▸ Input data:
•••
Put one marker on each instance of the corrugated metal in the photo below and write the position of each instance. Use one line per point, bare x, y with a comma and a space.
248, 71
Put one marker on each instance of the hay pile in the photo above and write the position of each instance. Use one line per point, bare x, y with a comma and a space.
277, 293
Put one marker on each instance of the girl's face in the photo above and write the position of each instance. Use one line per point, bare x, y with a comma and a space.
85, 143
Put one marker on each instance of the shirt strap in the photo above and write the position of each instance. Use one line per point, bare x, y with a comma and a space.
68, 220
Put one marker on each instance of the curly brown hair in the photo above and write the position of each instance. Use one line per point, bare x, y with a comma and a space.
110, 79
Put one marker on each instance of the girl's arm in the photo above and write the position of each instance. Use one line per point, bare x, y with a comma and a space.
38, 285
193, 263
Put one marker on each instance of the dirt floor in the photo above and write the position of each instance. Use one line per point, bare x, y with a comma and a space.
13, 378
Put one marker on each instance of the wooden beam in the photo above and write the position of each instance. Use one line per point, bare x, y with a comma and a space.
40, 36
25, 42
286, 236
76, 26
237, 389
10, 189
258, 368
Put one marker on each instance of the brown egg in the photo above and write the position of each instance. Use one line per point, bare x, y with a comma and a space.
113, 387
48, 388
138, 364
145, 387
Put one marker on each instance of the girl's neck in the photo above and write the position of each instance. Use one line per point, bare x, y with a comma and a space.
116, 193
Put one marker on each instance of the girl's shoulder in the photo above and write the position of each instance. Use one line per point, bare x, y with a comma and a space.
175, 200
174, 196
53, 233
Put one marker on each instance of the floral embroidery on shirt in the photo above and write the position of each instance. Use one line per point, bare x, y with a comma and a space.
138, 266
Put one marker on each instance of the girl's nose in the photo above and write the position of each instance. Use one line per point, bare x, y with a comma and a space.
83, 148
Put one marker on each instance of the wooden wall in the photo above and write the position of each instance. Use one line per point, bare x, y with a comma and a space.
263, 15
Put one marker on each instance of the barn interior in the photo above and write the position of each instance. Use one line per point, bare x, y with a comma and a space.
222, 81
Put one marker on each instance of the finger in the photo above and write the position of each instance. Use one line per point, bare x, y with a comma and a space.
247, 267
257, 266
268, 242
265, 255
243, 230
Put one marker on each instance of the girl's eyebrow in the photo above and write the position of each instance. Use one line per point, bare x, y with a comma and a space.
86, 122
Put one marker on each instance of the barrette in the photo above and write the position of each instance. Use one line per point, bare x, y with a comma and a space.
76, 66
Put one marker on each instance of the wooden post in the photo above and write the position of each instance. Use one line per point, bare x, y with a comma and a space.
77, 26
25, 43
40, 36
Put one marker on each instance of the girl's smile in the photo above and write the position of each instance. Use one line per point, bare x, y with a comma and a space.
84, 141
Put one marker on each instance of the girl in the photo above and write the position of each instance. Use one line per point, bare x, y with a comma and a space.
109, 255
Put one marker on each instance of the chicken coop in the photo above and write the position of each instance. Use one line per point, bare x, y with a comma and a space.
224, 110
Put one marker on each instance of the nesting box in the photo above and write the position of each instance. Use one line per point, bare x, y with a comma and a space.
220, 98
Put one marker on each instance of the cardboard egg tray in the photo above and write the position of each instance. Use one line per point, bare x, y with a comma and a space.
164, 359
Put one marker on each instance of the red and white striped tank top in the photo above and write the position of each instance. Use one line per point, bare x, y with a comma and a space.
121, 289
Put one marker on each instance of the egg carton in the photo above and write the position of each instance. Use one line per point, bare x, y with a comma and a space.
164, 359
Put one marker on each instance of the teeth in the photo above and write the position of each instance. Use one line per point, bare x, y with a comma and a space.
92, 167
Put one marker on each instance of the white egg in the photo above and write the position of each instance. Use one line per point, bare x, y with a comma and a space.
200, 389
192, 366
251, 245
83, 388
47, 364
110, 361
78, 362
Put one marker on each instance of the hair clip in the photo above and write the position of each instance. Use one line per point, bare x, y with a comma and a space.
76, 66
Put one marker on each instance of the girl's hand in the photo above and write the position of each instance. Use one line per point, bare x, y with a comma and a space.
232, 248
•••
▸ What you are asked to do: Your output should match the records above word for word.

▸ Completed exercise:
Put one marker on each instance of the corrugated metal in the photo below and write the position of each instance. Use one line per point, bare x, y with a comma and a space.
248, 71
Put one marker on each instance of the hay pile in the photo above and write the position of each instance. Use one line per point, bare x, y with a comma and a space.
277, 293
Put one marker on each instance of the girl's face in the photo above and write the position of each instance. Use one line per point, bare x, y with a comma and a space.
85, 143
Put one marker on each instance of the shirt strap in the photo above and write the position of each instance. Use one line per point, bare x, y with a comma and a space.
68, 220
Put one marker on each instance of the curly brown hair in the photo above and write the position of each instance. Use one line per point, bare x, y with a comma and a space.
110, 79
Put one marker on each instance of the girl's arm in the photo above and write the position of each instance. Use one line per point, bare x, y with a comma and a space.
38, 285
193, 263
Put one marker on each instance of the dirt floor in the photo above and write the position of each instance. Use one line per point, bare x, y with a comma and a space.
13, 378
Put one marker on each instance of the wooden beam in the photo above and write the position of each instance. Use one line per point, bare x, y with a comma and a space.
40, 36
25, 42
286, 236
76, 26
237, 389
10, 189
258, 368
Put one marker on each instance of the brown egg in the photo above and write the position of each instance. Use one line per point, bare x, y with a comma and a space.
113, 387
48, 388
138, 364
145, 387
Put one marker on each instance of the girl's neck in the photo above and write the position of each instance. Use one line per point, bare x, y with a comma and a space.
116, 193
Put one marker on each instance of the girl's shoulder in the photo above and write the position of each instance. Use one line per point, bare x, y with a comma and a space.
175, 200
174, 196
53, 233
Put one marker on each instance of the floral embroidery on shirt in the photo above and write the position of each instance. Use one line per point, bare x, y with a comma and a space.
138, 266
Put one marker on each instance of the girl's nose in the photo above and write the position of each instance. Use one line per point, bare x, y with a comma and a space.
83, 148
Put one marker on each instance of the wooden wall in the photo above and write the position of each instance. Use one line per point, bare x, y with a comma and a space.
263, 15
Put one marker on each instance of the barn interior in the photo above and write the position of each instance. Use one line per point, bare x, y with a comma and a space.
222, 81
Put one marker on each instance of the finger in the photo above and write the position of each instance. Use one line per point, bare x, y with a comma and a space.
247, 267
257, 266
268, 242
265, 255
243, 230
Put one marker on each instance of the girl's eyebrow in the photo above and write the position of each instance. Use one line per point, bare x, y with a comma and a space.
86, 122
Put one marker on each instance of the barrette in the photo above and write the position of each instance. Use one line per point, bare x, y with a comma and a space.
76, 66
Put one marker on each instance of the wooden post in the photo above and write the position of each instance. Use one line per point, bare x, y with a comma and a space.
77, 26
25, 43
40, 36
Put one marker on each instance of the girl's smile in the photo above and write the position of each instance. Use one line per point, bare x, y with a comma and a space.
84, 141
Put one marker on each instance of the girl in the photo above and write the position of each instance. Use one line per point, bare x, y with a comma and a space.
109, 255
Put one marker on each instance of the chicken coop in the photo above and write the position of each instance. Use one line per point, bare x, y with a comma and a space.
224, 110
Put one marker on each instance of the nesting box in the photo above and write the position of each instance. Use one line per point, bare x, y with a comma and a space.
220, 98
Put one marker on each instance of the cardboard egg tray in the photo above and write the position of each instance. Use one line per point, bare x, y with a comma and a space.
164, 359
Put one marker on each instance of the red and white striped tank top in the photo above and write the position of each instance. Use one line per point, bare x, y with a comma and a space.
121, 289
Put one marker on each instance of the egg carton in the photo above and write the position of each instance. Use one line per point, bare x, y with a comma and a space.
164, 359
Put one marker on each instance of the teeth in the photo above and write the position of each instance. Use one line per point, bare x, y with a comma and a space.
92, 167
Put one marker on each instance of the white egg in the photo above and write the position of each instance. Use one line per point, bare x, y with a comma and a space.
200, 389
192, 366
251, 245
83, 388
47, 364
110, 361
78, 362
Put one marker on each instance of the hair clip in the photo above and write the position of each instance. Use one line per point, bare x, y with a comma and a space.
76, 66
Put one marker on each instance of the girl's hand in the photo above and write the position of each instance. Use one line per point, bare x, y with a comma and a space.
232, 248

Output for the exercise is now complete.